DIRECTIONS >>
Please retype the data that follows, starting at the line containing "Target: wooden post" and stopping after the last line.

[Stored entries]
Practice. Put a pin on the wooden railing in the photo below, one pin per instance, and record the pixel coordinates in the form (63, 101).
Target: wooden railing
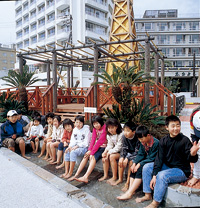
(47, 100)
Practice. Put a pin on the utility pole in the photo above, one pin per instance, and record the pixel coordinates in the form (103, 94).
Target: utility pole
(194, 78)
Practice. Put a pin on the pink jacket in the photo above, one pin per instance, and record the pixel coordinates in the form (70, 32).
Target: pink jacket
(101, 141)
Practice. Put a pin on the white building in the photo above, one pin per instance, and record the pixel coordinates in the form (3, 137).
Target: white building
(46, 22)
(178, 37)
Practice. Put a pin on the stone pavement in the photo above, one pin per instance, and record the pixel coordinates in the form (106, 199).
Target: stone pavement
(24, 184)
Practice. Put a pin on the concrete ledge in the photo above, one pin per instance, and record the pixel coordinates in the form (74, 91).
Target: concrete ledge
(77, 195)
(182, 196)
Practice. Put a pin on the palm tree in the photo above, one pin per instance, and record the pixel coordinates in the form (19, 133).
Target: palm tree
(21, 81)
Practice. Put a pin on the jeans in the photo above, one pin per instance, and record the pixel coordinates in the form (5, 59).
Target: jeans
(163, 178)
(71, 156)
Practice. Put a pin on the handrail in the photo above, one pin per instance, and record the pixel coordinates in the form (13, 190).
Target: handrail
(48, 89)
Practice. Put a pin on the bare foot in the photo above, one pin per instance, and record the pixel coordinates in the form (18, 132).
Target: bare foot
(60, 166)
(102, 178)
(111, 181)
(125, 196)
(193, 181)
(53, 162)
(26, 157)
(72, 178)
(117, 182)
(67, 176)
(142, 199)
(154, 204)
(82, 179)
(125, 188)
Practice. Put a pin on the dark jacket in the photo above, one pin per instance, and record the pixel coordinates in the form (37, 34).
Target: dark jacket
(144, 157)
(130, 148)
(9, 128)
(175, 153)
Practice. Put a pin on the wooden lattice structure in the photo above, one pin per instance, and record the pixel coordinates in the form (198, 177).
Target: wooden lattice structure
(123, 28)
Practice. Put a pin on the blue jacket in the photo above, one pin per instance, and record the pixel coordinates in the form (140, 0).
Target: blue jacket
(8, 129)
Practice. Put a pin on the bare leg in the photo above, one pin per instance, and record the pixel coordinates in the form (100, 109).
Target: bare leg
(105, 170)
(146, 197)
(36, 145)
(154, 204)
(43, 148)
(33, 146)
(131, 191)
(193, 181)
(126, 186)
(22, 148)
(71, 168)
(67, 163)
(89, 171)
(80, 168)
(120, 173)
(113, 163)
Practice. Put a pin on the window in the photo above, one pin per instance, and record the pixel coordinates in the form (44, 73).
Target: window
(33, 13)
(26, 30)
(26, 18)
(34, 39)
(19, 34)
(41, 8)
(26, 43)
(41, 22)
(194, 25)
(19, 22)
(51, 31)
(179, 26)
(50, 17)
(42, 36)
(33, 26)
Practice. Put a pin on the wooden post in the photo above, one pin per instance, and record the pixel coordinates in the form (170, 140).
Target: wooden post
(54, 59)
(147, 71)
(156, 74)
(162, 72)
(68, 77)
(72, 75)
(48, 74)
(95, 72)
(20, 64)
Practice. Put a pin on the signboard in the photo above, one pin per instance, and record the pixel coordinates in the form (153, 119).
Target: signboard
(90, 110)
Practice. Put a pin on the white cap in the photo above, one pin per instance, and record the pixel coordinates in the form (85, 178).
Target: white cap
(12, 113)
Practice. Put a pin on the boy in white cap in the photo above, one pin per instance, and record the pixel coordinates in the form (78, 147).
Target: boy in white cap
(12, 132)
(195, 135)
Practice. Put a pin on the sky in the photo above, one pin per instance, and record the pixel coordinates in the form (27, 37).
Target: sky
(186, 8)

SOLUTION TO THIS EXERCISE >>
Target: wooden post
(54, 59)
(147, 71)
(156, 74)
(162, 72)
(68, 77)
(72, 75)
(48, 74)
(95, 72)
(20, 64)
Practice. Put a pin on the signboard in the photo above, one pin per instance, and record the pixel coordinates in the form (153, 119).
Target: signboard
(90, 110)
Practice. Put a pin on the white cap in the photo above, one pin per instance, and record the pixel coordinates in the form (85, 178).
Target: white cap
(12, 113)
Practice. Put a pin on the boy in white cap in the photo above, one pin per instance, and record the pixel coordinates in the form (78, 147).
Target: boy in white cap
(12, 132)
(195, 135)
Practice. Put a pin on the sky in the photo above, one pin per instance, and record the pixel coordinates in the form (27, 37).
Target: sky
(186, 8)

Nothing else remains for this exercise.